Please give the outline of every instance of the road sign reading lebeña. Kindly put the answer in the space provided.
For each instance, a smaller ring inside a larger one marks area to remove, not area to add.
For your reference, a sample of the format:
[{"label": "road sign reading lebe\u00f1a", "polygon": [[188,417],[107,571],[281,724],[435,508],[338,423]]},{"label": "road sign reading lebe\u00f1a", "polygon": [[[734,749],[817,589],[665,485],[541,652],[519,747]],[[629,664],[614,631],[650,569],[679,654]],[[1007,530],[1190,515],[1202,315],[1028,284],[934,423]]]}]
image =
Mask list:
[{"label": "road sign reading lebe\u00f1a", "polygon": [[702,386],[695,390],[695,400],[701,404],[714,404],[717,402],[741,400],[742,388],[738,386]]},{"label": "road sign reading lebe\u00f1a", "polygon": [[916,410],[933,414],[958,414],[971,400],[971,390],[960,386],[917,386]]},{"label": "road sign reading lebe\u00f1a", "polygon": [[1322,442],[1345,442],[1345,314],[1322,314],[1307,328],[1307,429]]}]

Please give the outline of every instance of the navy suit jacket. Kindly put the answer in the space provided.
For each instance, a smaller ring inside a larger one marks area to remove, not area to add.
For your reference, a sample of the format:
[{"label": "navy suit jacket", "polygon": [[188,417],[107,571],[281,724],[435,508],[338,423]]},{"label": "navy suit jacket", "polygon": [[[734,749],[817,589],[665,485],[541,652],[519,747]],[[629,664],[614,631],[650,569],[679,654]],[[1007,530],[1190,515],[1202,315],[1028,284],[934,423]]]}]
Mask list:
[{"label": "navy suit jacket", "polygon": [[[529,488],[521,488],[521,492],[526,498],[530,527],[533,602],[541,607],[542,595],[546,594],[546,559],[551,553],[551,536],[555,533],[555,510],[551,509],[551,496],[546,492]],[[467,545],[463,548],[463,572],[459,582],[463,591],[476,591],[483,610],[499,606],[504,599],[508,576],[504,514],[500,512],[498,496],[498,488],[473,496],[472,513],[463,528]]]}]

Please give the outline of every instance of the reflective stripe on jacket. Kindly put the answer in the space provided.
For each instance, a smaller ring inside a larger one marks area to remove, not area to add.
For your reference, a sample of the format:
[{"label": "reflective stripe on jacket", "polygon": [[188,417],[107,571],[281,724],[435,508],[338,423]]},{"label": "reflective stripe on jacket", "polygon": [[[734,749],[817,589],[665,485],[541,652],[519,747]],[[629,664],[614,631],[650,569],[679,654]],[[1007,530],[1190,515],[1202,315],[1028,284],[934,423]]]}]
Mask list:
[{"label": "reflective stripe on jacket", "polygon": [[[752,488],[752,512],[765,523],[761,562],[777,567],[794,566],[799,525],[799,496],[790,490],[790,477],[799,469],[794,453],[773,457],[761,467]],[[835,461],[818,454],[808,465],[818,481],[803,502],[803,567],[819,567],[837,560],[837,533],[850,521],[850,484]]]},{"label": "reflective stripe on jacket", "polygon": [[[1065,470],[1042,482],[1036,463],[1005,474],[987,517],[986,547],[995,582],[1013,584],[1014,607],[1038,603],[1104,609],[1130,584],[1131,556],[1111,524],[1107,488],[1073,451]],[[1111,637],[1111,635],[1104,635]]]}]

▸ AIM OF THE EXERCISE: Update the entries above by replacing every "outline" with "boundary", leaving everything else unchanged.

▸ SOLUTION BELOW:
Please give the boundary of every instance of the road sign reading lebeña. Kindly put the answer in the space provided.
For each instance, a smaller ring inside a larger one marks area to remove, not area to add.
For your reference, a sample of the format:
[{"label": "road sign reading lebe\u00f1a", "polygon": [[188,417],[107,571],[281,724],[435,508],[338,423]]},{"label": "road sign reading lebe\u00f1a", "polygon": [[[734,749],[817,589],[665,485],[541,652],[519,747]],[[629,664],[614,631],[650,569],[679,654]],[[1007,530],[1190,515],[1202,315],[1028,284],[934,423]]]}]
image =
Mask list:
[{"label": "road sign reading lebe\u00f1a", "polygon": [[702,386],[695,390],[695,400],[701,404],[714,404],[717,402],[741,400],[742,388],[738,386]]},{"label": "road sign reading lebe\u00f1a", "polygon": [[916,410],[933,414],[958,414],[971,400],[971,390],[960,386],[917,386]]},{"label": "road sign reading lebe\u00f1a", "polygon": [[1322,442],[1345,442],[1345,314],[1322,314],[1307,328],[1307,429]]}]

Please give the boundary of every instance of the navy suit jacket. Kindly put the answer in the space provided.
For each instance, a smaller ring inside a larger one marks area to remove, not area to add.
For your reference, a sample of the format:
[{"label": "navy suit jacket", "polygon": [[188,417],[107,571],[281,724],[435,508],[338,423]]},{"label": "navy suit jacket", "polygon": [[[734,749],[817,589],[665,485],[541,652],[519,747]],[[629,664],[614,631],[650,569],[679,654]],[[1007,530],[1190,515],[1202,315],[1028,284],[934,423]]]}]
Mask list:
[{"label": "navy suit jacket", "polygon": [[[529,488],[521,488],[521,492],[526,498],[530,527],[533,602],[541,607],[542,595],[546,594],[546,559],[551,553],[551,536],[555,533],[555,510],[551,509],[551,496],[546,492]],[[467,545],[463,548],[463,572],[459,582],[463,591],[476,591],[483,610],[499,606],[504,599],[508,576],[504,514],[500,512],[498,496],[498,488],[473,496],[472,513],[463,528]]]}]

Please give the boundary of every instance of the reflective stripe on jacket. Kindly put the answer in the space provided.
For each instance, a smaller ring inside a larger one marks area to remove, not area to add.
For your reference, a sample of the format:
[{"label": "reflective stripe on jacket", "polygon": [[188,417],[107,571],[281,724],[435,508],[338,423]]},{"label": "reflective stripe on jacket", "polygon": [[[734,749],[817,589],[665,485],[541,652],[519,747]],[[629,664],[614,631],[650,569],[679,654]],[[1007,530],[1190,515],[1202,315],[1028,284],[934,423]]]}]
Mask list:
[{"label": "reflective stripe on jacket", "polygon": [[[752,488],[752,512],[765,523],[761,562],[777,567],[794,566],[799,525],[799,496],[790,490],[790,477],[799,469],[794,453],[773,457],[761,467]],[[835,461],[818,454],[808,465],[818,481],[803,502],[803,567],[819,567],[837,560],[837,533],[850,521],[850,484]]]},{"label": "reflective stripe on jacket", "polygon": [[[1065,470],[1042,482],[1036,463],[1005,474],[987,517],[986,547],[995,582],[1013,584],[1014,607],[1038,603],[1104,609],[1130,584],[1131,556],[1111,524],[1107,488],[1073,451]],[[1111,637],[1111,635],[1104,635]]]}]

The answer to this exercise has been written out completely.